(Location identification entries)

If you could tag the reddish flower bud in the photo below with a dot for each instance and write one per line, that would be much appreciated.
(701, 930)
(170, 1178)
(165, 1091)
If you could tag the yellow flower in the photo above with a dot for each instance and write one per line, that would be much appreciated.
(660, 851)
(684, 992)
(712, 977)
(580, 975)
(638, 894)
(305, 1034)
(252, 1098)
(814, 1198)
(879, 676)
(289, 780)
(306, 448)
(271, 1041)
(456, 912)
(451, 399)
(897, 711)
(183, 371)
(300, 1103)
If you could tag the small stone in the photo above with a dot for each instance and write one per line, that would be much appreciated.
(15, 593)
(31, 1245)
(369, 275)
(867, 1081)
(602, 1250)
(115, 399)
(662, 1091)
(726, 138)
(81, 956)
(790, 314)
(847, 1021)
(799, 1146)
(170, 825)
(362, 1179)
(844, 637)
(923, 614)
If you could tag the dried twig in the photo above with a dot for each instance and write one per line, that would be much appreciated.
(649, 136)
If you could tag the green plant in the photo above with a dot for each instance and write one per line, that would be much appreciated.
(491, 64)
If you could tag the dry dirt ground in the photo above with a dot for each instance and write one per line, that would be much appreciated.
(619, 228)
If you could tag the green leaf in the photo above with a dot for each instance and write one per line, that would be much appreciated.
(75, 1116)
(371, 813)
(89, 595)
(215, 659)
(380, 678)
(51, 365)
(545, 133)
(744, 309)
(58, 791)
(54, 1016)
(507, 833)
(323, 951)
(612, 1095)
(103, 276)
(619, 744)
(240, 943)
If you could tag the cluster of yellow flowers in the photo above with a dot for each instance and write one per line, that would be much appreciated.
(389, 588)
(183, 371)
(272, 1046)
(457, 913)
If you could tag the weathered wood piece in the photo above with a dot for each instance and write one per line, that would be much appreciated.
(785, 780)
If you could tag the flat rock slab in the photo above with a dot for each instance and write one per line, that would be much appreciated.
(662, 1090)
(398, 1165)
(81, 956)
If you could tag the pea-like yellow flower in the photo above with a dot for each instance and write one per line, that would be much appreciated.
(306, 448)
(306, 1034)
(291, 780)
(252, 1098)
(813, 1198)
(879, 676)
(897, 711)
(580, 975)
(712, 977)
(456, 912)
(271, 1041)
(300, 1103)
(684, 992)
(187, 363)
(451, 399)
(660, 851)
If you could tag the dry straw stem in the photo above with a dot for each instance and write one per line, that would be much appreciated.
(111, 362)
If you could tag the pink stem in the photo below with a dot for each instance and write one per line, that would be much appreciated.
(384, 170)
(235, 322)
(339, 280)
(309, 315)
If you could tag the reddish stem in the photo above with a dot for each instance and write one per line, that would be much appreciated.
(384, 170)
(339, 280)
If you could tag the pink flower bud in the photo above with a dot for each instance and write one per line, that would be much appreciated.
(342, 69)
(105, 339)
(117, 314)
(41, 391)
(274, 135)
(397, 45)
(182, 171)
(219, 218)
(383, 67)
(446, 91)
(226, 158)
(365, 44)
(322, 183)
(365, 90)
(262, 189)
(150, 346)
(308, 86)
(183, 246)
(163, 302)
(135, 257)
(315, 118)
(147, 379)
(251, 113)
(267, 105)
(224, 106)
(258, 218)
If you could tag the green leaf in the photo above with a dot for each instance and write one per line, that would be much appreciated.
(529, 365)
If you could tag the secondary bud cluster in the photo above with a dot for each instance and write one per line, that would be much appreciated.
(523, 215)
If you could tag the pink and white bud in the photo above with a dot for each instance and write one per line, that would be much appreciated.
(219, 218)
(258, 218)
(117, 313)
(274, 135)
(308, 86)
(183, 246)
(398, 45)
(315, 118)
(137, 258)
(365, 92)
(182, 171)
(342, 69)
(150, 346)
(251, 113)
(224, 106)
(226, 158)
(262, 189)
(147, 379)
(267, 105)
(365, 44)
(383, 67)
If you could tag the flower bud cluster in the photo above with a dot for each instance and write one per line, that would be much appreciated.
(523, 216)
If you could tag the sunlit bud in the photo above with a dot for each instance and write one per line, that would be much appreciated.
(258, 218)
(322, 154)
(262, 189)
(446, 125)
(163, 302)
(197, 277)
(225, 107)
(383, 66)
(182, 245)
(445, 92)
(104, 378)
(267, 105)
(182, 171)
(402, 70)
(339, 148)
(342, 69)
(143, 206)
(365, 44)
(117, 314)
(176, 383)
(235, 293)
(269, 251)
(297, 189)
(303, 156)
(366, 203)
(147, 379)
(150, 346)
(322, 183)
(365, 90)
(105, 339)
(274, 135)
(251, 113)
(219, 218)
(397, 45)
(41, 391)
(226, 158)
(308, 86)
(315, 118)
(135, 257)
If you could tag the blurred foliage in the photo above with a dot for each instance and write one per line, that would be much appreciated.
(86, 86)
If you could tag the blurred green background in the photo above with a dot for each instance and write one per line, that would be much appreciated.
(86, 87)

Task description
Reproduce all of the lines above without changing a single character.

Output for this exercise
If you could tag the reddish flower bud in the photo below with a dot for each instance and write one per line, that would be much appreciated.
(701, 930)
(170, 1178)
(165, 1091)
If you could tag the yellow flower in the photo above with a dot for each instance and write one per line, that would be much appreciated.
(660, 851)
(684, 992)
(712, 977)
(580, 975)
(638, 894)
(305, 1034)
(252, 1098)
(814, 1198)
(879, 676)
(289, 780)
(306, 448)
(271, 1041)
(456, 912)
(451, 399)
(897, 711)
(183, 371)
(300, 1103)
If you could tag the small stone in the photo above with a dot for each instance and write one per line, that would be much appreciated.
(15, 593)
(31, 1245)
(369, 275)
(867, 1081)
(602, 1250)
(115, 399)
(662, 1091)
(726, 138)
(81, 956)
(790, 314)
(847, 1021)
(799, 1146)
(170, 825)
(362, 1179)
(844, 637)
(923, 614)
If you could tag the dried twig in the photo above with a dot for each instance and write one per line, that would be much appreciated.
(649, 136)
If you could tag the green plant in the photo above with a dot for each instance and write one per line, that would be much appreciated.
(491, 64)
If you could tag the dry dirt ground in the photo above with a dot for each instance and write one per line, that would be much appreciated.
(619, 228)
If you could tag the green leaf in the photo above with a dot for each instance and write one per line, that would be much appreciated.
(75, 1116)
(371, 813)
(89, 595)
(215, 659)
(380, 678)
(51, 365)
(545, 133)
(744, 309)
(58, 791)
(54, 1016)
(507, 833)
(323, 951)
(612, 1095)
(103, 276)
(619, 744)
(240, 943)
If you could tag the cluster of yellow flowers in the photo above with a dot for each instance and write one per line, that would be much appreciated.
(389, 588)
(183, 371)
(272, 1046)
(457, 913)
If you could tag the weathered wood piece in the photo above with a dot for each instance and write one per line, that would be much appreciated.
(785, 780)
If you could tag the flat rock slab in the photo above with a dot for each instance and write one per line, that would be much appreciated.
(662, 1090)
(398, 1165)
(81, 956)
If you could tag the pea-like yellow flower in the photo above with a dot for each instance and write one per line, that would be much appreciated.
(306, 448)
(306, 1034)
(291, 780)
(252, 1098)
(813, 1198)
(879, 676)
(897, 711)
(580, 975)
(712, 977)
(456, 912)
(271, 1041)
(300, 1103)
(684, 992)
(187, 363)
(451, 399)
(660, 851)
If you could tag the dry straw stem in the photo above with a dot for each instance and write one per line, that would be much appreciated.
(111, 362)
If you could tag the pink stem in the photo below with a dot for each instance and write one per line, that would be much appreciated.
(384, 170)
(235, 322)
(339, 280)
(309, 315)
If you could tag the reddish stem in the photo above with a dot for each instance and write one per line, that would be much appreciated.
(384, 170)
(339, 280)
If you could tag the pink flower bud in the photo above with a dot for each instance and write one per line, that would be much appreciated.
(342, 69)
(105, 339)
(117, 314)
(41, 391)
(274, 135)
(397, 45)
(182, 171)
(219, 218)
(383, 67)
(446, 91)
(226, 158)
(365, 44)
(322, 183)
(365, 90)
(262, 189)
(150, 346)
(308, 86)
(183, 246)
(163, 302)
(135, 257)
(315, 118)
(147, 379)
(251, 113)
(267, 105)
(224, 106)
(258, 218)
If you could tag the green leaf in the photo above with a dot for each instance and write one per line, that would be much appreciated.
(529, 365)
If you could tag the secondary bud cluster in the photo above with a dot for each instance and write one per line, that would be much appreciated.
(523, 215)
If you could tag the pink and white bud in the photo above with a dot for each instance and write one per line, that would be much appreciated.
(219, 218)
(258, 218)
(117, 313)
(274, 135)
(308, 86)
(183, 246)
(398, 45)
(315, 118)
(137, 258)
(365, 92)
(182, 171)
(342, 69)
(150, 346)
(251, 113)
(224, 106)
(226, 158)
(262, 189)
(147, 379)
(267, 105)
(365, 44)
(383, 67)
If you could tag the flower bud cluster in the photo above with a dot for each instance and write one per line, that would be much appreciated.
(523, 216)
If you could tag the sunlit bud in the photo above with a dot for each instance and write one per line, that would be much appreciated.
(258, 218)
(322, 154)
(262, 189)
(446, 125)
(163, 302)
(197, 277)
(225, 107)
(383, 66)
(182, 245)
(445, 92)
(104, 378)
(267, 105)
(182, 171)
(402, 70)
(339, 148)
(342, 69)
(143, 206)
(365, 44)
(117, 314)
(176, 383)
(235, 293)
(269, 251)
(297, 189)
(303, 156)
(366, 203)
(147, 379)
(150, 346)
(322, 183)
(365, 90)
(105, 339)
(274, 135)
(251, 113)
(219, 218)
(397, 45)
(41, 391)
(226, 158)
(308, 86)
(315, 118)
(135, 257)
If you could tag the blurred foliage in the photo above with a dot for each instance and write one per line, that would be much appreciated.
(86, 86)
If you could tag the blurred green background in the photo above with a dot for each instance and write one per line, that would be much appreciated.
(86, 87)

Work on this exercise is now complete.